# SOURCE EXCERPT:
☆ ☆ ☆
A wave of high-profile retirement announcements continues to sweep through Congress. Consequently, there will be significant shifts of power within both chambers, as well as electoral developments that have the potential to change which party controls the Senate in the 114th Congress.
New committee chairmanships and open-seat elections will have significant implications for both the public and private sectors. In the Senate, a total of five Democrats and four Republicans will not hold their seats in 2015:
- Max Baucus (D-MT): 6 terms, appointed to become U.S. Ambassador to China
- Carl Levin (D-MI): 6 terms, retiring
- Tom Harkin (D-IA): 5 terms, retiring
- Jay Rockefeller (D-WV): 5 terms, retiring
- Tim Johnson (D-SD): 3 terms, retiring
- Saxby Chambliss (R-GA): 2 terms, retiring
- Mike Johanns (R-NE): 2 terms, retiring
- Tom Coburn (R-OK): 2 terms, retiring before end of current term
- David Vitter (R-LA): 2 terms, running for Governor
The seniority of the retiring Democrats will cause the biggest shifts in power within the chamber. All five hold full committee chairmanships: the Senate Finance Committee and the Joint Committee on Taxation (Max Baucus); the Committee on Armed Services (Carl Levin); the Committee on Health, Education, Labor and Pensions (Tom Harkin); the Committee on Commerce, Science, and Transportation (Jay Rockefeller); and the Committee on Banking, Housing, and Urban Affairs (Tim Johnson).
Republican Saxby Chambliss is Vice Chairman of the Senate Select Committee on Intelligence, but the retiring Republicans do not hold anything close to the level of seniority and influence that the retiring Democrats do, especially with regard to business interests. These chairmanship changes will likely have profound effects on the prioritization of the legislative agenda.
When Senate Finance Chairman Max Baucus announced his planned retirement in April 2013, many anticipated that he would lead the charge for a tax overhaul as his last major act in Congress. Six months later, Baucus was unexpectedly announced as the next U.S. Ambassador to China. While it is not yet clear when he will resign to take the post, Tuesday’s confirmation hearing at the Senate Foreign Relations Committee indicates that he will easily be confirmed by the Senate and retire before the end of his current term.
Baucus’ expected resignation evaporates the momentum for any major tax overhaul happening in 2014. However, on the same day that his ambassadorship was first reported, he officially released his proposal for energy tax reform. This proposal was preceded by November’s discussion drafts on international taxes, tax administration, and cost recovery and accounting.
☆ ☆ ☆
# EXCERPTED DATA:
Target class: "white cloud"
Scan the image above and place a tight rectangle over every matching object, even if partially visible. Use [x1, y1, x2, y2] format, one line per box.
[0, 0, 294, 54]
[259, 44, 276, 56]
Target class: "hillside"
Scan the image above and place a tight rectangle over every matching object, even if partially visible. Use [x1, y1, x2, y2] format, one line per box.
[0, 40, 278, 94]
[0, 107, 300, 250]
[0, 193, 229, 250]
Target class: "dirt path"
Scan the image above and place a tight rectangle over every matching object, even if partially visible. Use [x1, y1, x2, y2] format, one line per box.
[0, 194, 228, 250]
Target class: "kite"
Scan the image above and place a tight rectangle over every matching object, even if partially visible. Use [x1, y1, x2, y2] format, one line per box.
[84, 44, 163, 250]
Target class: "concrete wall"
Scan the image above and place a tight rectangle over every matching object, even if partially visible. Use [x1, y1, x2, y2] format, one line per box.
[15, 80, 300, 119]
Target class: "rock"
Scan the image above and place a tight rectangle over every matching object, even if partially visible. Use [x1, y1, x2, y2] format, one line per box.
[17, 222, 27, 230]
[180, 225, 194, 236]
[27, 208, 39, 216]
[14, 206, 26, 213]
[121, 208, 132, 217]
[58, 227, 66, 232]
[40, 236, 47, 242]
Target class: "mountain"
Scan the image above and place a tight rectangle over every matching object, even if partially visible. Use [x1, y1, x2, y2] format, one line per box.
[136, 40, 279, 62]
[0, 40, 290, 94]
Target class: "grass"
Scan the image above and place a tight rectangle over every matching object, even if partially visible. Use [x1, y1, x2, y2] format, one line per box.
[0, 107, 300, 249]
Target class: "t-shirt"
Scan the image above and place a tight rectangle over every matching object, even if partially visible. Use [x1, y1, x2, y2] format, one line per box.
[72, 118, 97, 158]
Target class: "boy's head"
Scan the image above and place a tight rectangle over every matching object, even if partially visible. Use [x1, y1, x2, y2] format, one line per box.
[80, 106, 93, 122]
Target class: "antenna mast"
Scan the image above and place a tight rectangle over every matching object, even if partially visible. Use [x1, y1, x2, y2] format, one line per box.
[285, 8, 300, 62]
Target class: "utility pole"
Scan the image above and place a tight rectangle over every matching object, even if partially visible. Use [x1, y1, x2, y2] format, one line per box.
☆ ☆ ☆
# PROBLEMS TO SOLVE:
(1) In the text on congressional retirements, which committee does Tom Harkin chair?
(2) Retype the portion of the text on congressional retirements that opens with the words containing "Republican Saxby Chambliss" and closes with "his current term.".

# TASK RESPONSES:
(1) The Committee on Health, Education, Labor and Pensions.

(2)
Republican Saxby Chambliss is Vice Chairman of the Senate Select Committee on Intelligence, but the retiring Republicans do not hold anything close to the level of seniority and influence that the retiring Democrats do, especially with regard to business interests. These chairmanship changes will likely have profound effects on the prioritization of the legislative agenda.
When Senate Finance Chairman Max Baucus announced his planned retirement in April 2013, many anticipated that he would lead the charge for a tax overhaul as his last major act in Congress. Six months later, Baucus was unexpectedly announced as the next U.S. Ambassador to China. While it is not yet clear when he will resign to take the post, Tuesday’s confirmation hearing at the Senate Foreign Relations Committee indicates that he will easily be confirmed by the Senate and retire before the end of his current term.